* Start EXERCISE MATERIAL *
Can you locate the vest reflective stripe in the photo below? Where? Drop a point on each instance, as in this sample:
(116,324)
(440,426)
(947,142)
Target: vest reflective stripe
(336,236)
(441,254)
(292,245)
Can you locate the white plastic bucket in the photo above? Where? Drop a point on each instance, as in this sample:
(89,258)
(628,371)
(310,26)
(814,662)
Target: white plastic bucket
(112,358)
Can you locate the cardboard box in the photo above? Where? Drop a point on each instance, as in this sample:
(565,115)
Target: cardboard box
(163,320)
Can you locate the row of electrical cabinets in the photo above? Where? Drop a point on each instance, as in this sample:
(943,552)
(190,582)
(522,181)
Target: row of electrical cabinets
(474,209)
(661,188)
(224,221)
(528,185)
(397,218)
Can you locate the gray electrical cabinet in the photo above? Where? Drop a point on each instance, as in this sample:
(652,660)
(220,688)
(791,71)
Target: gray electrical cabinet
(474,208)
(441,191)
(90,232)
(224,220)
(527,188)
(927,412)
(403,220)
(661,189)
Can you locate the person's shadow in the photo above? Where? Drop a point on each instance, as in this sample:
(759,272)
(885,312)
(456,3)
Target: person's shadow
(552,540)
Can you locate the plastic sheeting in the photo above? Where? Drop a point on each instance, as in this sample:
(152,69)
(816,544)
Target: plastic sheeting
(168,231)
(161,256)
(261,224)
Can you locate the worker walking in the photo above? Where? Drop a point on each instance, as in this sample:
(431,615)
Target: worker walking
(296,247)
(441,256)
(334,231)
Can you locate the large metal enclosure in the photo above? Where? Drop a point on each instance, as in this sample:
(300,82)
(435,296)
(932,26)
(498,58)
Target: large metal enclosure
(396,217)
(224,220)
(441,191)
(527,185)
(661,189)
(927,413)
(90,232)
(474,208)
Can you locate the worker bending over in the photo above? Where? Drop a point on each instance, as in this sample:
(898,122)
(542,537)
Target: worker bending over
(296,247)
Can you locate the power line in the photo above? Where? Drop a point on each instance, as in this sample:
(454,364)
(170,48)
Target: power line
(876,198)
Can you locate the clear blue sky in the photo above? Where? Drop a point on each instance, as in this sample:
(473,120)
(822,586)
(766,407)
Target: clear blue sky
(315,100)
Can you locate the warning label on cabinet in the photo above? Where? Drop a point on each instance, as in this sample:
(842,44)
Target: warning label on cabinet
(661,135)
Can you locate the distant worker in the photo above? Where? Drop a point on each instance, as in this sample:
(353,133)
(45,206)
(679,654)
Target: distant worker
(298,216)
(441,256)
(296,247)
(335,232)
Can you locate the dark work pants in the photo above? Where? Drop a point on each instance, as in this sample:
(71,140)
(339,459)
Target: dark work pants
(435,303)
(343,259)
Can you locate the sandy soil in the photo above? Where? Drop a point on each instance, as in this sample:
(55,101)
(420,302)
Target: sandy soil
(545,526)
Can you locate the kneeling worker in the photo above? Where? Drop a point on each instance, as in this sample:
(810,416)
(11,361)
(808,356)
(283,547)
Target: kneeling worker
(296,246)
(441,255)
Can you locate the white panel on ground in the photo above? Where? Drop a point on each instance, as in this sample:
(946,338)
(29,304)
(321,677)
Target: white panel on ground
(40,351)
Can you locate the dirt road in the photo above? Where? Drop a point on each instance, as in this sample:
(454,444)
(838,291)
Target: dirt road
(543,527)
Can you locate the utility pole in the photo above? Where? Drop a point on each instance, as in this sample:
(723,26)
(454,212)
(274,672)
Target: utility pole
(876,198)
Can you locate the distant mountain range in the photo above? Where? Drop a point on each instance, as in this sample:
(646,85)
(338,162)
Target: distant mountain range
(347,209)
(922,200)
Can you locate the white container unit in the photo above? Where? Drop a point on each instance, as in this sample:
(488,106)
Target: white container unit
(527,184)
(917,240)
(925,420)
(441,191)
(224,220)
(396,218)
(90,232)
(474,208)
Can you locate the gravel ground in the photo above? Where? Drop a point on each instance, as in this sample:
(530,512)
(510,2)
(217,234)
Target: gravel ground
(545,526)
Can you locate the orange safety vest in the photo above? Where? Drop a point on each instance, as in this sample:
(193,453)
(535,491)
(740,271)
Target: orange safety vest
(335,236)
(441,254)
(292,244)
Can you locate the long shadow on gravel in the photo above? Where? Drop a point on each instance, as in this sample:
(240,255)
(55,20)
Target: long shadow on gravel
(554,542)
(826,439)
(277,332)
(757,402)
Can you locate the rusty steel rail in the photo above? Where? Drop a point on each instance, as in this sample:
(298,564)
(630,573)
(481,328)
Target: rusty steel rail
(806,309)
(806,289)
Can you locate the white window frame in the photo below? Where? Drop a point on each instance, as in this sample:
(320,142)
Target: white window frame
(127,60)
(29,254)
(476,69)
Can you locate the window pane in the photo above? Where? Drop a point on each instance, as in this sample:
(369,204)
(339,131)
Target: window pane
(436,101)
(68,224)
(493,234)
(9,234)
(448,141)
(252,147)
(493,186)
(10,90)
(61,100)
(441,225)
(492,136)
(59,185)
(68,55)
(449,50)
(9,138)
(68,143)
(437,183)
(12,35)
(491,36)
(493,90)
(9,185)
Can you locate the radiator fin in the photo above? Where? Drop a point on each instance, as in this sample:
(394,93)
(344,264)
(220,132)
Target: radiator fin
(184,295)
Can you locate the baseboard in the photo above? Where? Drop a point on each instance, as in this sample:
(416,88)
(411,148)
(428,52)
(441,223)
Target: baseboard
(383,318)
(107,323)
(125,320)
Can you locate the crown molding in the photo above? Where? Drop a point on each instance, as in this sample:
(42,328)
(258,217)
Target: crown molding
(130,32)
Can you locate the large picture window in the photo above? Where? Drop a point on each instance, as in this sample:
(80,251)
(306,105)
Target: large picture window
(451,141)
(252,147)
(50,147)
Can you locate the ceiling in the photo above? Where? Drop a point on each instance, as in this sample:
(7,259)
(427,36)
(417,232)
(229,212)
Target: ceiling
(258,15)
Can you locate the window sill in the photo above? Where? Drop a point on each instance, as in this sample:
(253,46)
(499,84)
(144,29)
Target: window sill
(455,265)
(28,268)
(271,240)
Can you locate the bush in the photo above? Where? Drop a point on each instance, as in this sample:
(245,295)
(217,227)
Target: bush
* End EXERCISE MATERIAL *
OBJECTIVE:
Reproduce the complete data exactly as presented above.

RESULT OF THIS EXERCISE:
Can you locate the vest reflective stripe in the photo below? Where? Drop a point on each instance, as in this sample:
(116,324)
(440,426)
(947,142)
Target: vest reflective stripe
(336,236)
(441,254)
(292,245)
Can you locate the white plastic bucket in the photo above? Where? Drop a point on each instance, as in this sample:
(89,258)
(628,371)
(310,26)
(814,662)
Target: white plastic bucket
(112,358)
Can you locate the cardboard box in the photo above? Where? Drop a point on each instance, as in this sample:
(565,115)
Target: cardboard box
(163,320)
Can you locate the row of electrical cabinets in the photo above? Where? Drop a point on each instance, as in this sample:
(943,552)
(190,582)
(522,181)
Target: row of electrical cabinets
(474,209)
(661,188)
(224,221)
(528,185)
(397,218)
Can you locate the gray electrical cabinet in the photo above? Where? Drop a point on each instance, as in this sample:
(652,660)
(220,688)
(791,71)
Target: gray electrical cabinet
(474,208)
(441,191)
(90,232)
(224,220)
(527,188)
(927,412)
(403,220)
(661,189)
Can you locate the person's shadow in the photo above? Where? Drop a point on each instance, as in this sample:
(759,272)
(885,312)
(456,3)
Target: person's shadow
(552,540)
Can you locate the plastic sheeting in the photo above? Where? Drop a point on each instance, as in this sample:
(152,69)
(816,544)
Target: plastic sheeting
(168,231)
(161,256)
(261,224)
Can you locate the worker walking in the photo above? Where? Drop a point on each instance, as in this sample:
(431,615)
Target: worker walking
(296,247)
(441,256)
(334,231)
Can you locate the large metal enclosure in the photo above? Where? Drop a point on each instance, as in this sample:
(300,82)
(435,296)
(932,26)
(498,58)
Target: large metal enclosure
(396,217)
(224,220)
(441,191)
(527,185)
(661,189)
(927,413)
(90,232)
(474,208)
Can you locate the worker bending over in the photo above? Where? Drop a point on each instance, as in this sample:
(898,122)
(542,537)
Target: worker bending over
(296,247)
Can you locate the power line in the photo above? Where? Drop a point on each instance, as in this sample:
(454,364)
(170,48)
Target: power line
(876,198)
Can you locate the clear blue sky in the photo above? Where? Drop a point on each instance, as in this sample:
(473,120)
(822,586)
(766,407)
Target: clear blue sky
(315,100)
Can you locate the warning label on cabinet in the photo above? Where? Drop a point on each instance, as in this sample:
(842,44)
Target: warning label on cabinet
(661,135)
Can you locate the distant worker in the photo above? Where? Drop a point on each instance, as in this sample:
(353,133)
(45,206)
(679,654)
Target: distant worker
(298,216)
(441,256)
(296,247)
(335,232)
Can you locate the dark work pants in the photo above? Where? Drop a point on each instance, as in this sample:
(71,140)
(339,459)
Target: dark work pants
(435,303)
(343,259)
Can you locate the sandy soil in the photo above? Where? Drop a point on each instance, as in this sample:
(55,101)
(420,302)
Target: sandy soil
(545,526)
Can you locate the kneeling worker in the photo above? Where? Drop a point on each instance, as in this sample:
(810,416)
(11,361)
(808,356)
(283,547)
Target: kneeling worker
(296,246)
(441,255)
Can you locate the white panel on ground in the photo above? Where? Drop a point on each instance, as in this sample:
(946,338)
(29,304)
(321,677)
Target: white panel on ground
(40,351)
Can you locate the dirt road in the photo above? Where? Drop a point on each instance, as in this sample:
(454,444)
(838,291)
Target: dirt road
(543,527)
Can you locate the utility pole in the photo above? Where? Drop a point on each instance, as in this sample:
(723,26)
(454,212)
(274,672)
Target: utility pole
(876,198)
Can you locate the distant mountain range in the photo above? Where? Drop a point on each instance, as in this sample:
(646,85)
(338,162)
Target: distant mountain range
(347,209)
(922,200)
Can you locate the white container unit in the photo above? Where? Drop a point on each instance, as in this sample:
(488,106)
Target: white container unit
(527,184)
(917,240)
(925,420)
(441,191)
(224,220)
(396,218)
(90,232)
(474,208)
Can you locate the gravel ground in the photo above? Where? Drop a point on each instance, as in this sample:
(530,512)
(510,2)
(217,234)
Target: gravel ground
(545,526)
Can you locate the orange safety vest in the photo above? Where? Drop a point on each instance, as in this sample:
(193,453)
(535,491)
(740,271)
Target: orange safety vest
(335,236)
(441,254)
(292,244)
Can you locate the long shadow on gravel in the photo above? Where? Drop a point on each instance, as in this sample:
(240,255)
(55,20)
Target: long shadow on gravel
(554,542)
(826,439)
(277,332)
(757,402)
Can you locate the rusty steel rail in the photo above? Where? Drop a point on each instance, as in this sample:
(298,564)
(630,573)
(481,328)
Target: rusty steel rail
(806,309)
(806,289)
Can you locate the white window frame in the photo below? Where? Drop a point on each instance, as in this sample:
(320,142)
Target: white window frame
(127,60)
(29,254)
(476,69)
Can you locate the window pane in the photo above? Where? Drop a point on each instance, as in this sample:
(369,204)
(339,131)
Target: window pane
(436,101)
(68,224)
(493,234)
(9,234)
(448,141)
(252,147)
(493,186)
(10,90)
(61,100)
(441,225)
(492,136)
(59,185)
(68,55)
(449,50)
(9,138)
(68,143)
(437,183)
(12,35)
(491,36)
(493,90)
(9,185)
Can you locate the radiator fin in the photo above? Where? Drop a point on each instance, as in this sample:
(394,93)
(344,264)
(220,132)
Target: radiator fin
(184,295)
Can you locate the baseboard in the photo above? Where? Drop a point on each instance, as in this sample:
(416,88)
(411,148)
(428,52)
(441,223)
Target: baseboard
(383,318)
(107,323)
(125,320)
Can you locate the crown molding in the photo above? Where? Drop a point on each instance, as in this sample:
(42,328)
(258,217)
Target: crown molding
(130,32)
Can you locate the large picture window in the photo above? Where? Drop a point on each instance, as in this sample:
(80,251)
(306,105)
Target: large picture window
(451,141)
(252,147)
(50,147)
Can you locate the ceiling in the photo above? Where? Drop a point on each instance, as in this sample:
(7,259)
(427,36)
(417,232)
(229,212)
Target: ceiling
(258,15)
Can you locate the window sill in the photo above? Where? Drop a point on each instance, as in this sample:
(253,46)
(499,84)
(144,29)
Target: window sill
(455,265)
(28,268)
(271,240)
Can you locate the bush in the photo above? Where? Drop a point on each instance, as in this sample:
(245,295)
(217,227)
Target: bush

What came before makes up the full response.